● **ОТРЫВОК ТЕКСТА**
◇ ◇ ◇ ◇ ◇

В весеннем лесу палочками выковыривали с корнями ландыши, ирисы (петушки), приносили и высаживали на солдатских захоронениях. Могильные холмики обрамлялись уложенными углом половинками кирпичей, и мы, под руководством наших учителей Марии Владимировны и Зинаиды Степановны, их регулярно белили. Осенью с календулы (ноготков), бархатцев и «бабушкиного букета» собирали семена, а весной вскапывали цветники и засевали.

Уроки те остались светлой памятью, а место то – святыней на всю жизнь.

До 1965 года, пока я не уехал учиться, могила была у меня на глазах, и никогда я не видел на ней плачущей вдовы. Только потом, когда в семидесятые годы стали приезжать уже взрослые дети погибших солдат, появились первые слезы.

Но «Братские могилы» поэт написал в 1964 году, и в тот период он был точен. «Вдовы на них не рыдали».

И на это были причины. Лишь в редких случаях места захоронений погибших были известны их родственникам. Но даже если предположить, что все в одночасье узнали, где похоронены их мужья, отцы, братья, то все равно при этом мало что поменялось бы.

◇ ◇ ◇ ◇ ◇

Размеченные контуры областей
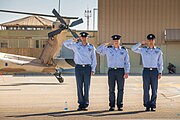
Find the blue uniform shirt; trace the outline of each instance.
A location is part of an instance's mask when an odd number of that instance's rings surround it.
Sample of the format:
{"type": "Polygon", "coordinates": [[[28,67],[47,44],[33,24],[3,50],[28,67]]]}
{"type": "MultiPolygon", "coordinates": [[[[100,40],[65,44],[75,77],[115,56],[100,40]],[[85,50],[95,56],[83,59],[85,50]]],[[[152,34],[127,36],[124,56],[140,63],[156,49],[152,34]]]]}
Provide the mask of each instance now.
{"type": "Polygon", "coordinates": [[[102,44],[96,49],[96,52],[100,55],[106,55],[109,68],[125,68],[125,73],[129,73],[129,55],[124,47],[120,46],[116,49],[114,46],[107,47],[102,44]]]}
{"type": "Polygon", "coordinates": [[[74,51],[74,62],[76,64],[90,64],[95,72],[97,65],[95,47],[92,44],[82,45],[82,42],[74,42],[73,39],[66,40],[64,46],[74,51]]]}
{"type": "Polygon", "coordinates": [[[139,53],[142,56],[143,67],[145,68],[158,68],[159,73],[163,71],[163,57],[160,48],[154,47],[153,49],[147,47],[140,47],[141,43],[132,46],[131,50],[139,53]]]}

◇ ◇ ◇ ◇ ◇

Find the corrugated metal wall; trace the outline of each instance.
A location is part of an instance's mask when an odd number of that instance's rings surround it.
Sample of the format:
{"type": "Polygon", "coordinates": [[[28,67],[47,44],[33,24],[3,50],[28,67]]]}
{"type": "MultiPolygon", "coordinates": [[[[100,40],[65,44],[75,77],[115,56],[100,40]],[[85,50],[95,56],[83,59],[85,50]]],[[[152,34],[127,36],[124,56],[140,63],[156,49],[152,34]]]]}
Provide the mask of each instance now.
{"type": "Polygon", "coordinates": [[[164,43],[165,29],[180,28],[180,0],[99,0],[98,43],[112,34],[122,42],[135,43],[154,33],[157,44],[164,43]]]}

◇ ◇ ◇ ◇ ◇

● **ЗАДАНИЕ A**
Перепишите отрывок о братских могилах целиком, слово в слово.
● **ЗАДАНИЕ B**
Выберите и перепишите из записей все строки, где встречается слово «each». Регистр букв имеет значение.
Отрывок и записи между собой никак не связаны.

● **ГОТОВЫЙ ОТВЕТ A**
В весеннем лесу палочками выковыривали с корнями ландыши, ирисы (петушки), приносили и высаживали на солдатских захоронениях. Могильные холмики обрамлялись уложенными углом половинками кирпичей, и мы, под руководством наших учителей Марии Владимировны и Зинаиды Степановны, их регулярно белили. Осенью с календулы (ноготков), бархатцев и «бабушкиного букета» собирали семена, а весной вскапывали цветники и засевали.

Уроки те остались светлой памятью, а место то – святыней на всю жизнь.

До 1965 года, пока я не уехал учиться, могила была у меня на глазах, и никогда я не видел на ней плачущей вдовы. Только потом, когда в семидесятые годы стали приезжать уже взрослые дети погибших солдат, появились первые слезы.

Но «Братские могилы» поэт написал в 1964 году, и в тот период он был точен. «Вдовы на них не рыдали».

И на это были причины. Лишь в редких случаях места захоронений погибших были известны их родственникам. Но даже если предположить, что все в одночасье узнали, где похоронены их мужья, отцы, братья, то все равно при этом мало что поменялось бы.

● **ГОТОВЫЙ ОТВЕТ B**
Find the blue uniform shirt; trace the outline of each instance.
Provide the mask of each instance now.
Find the corrugated metal wall; trace the outline of each instance.
Provide the mask of each instance now.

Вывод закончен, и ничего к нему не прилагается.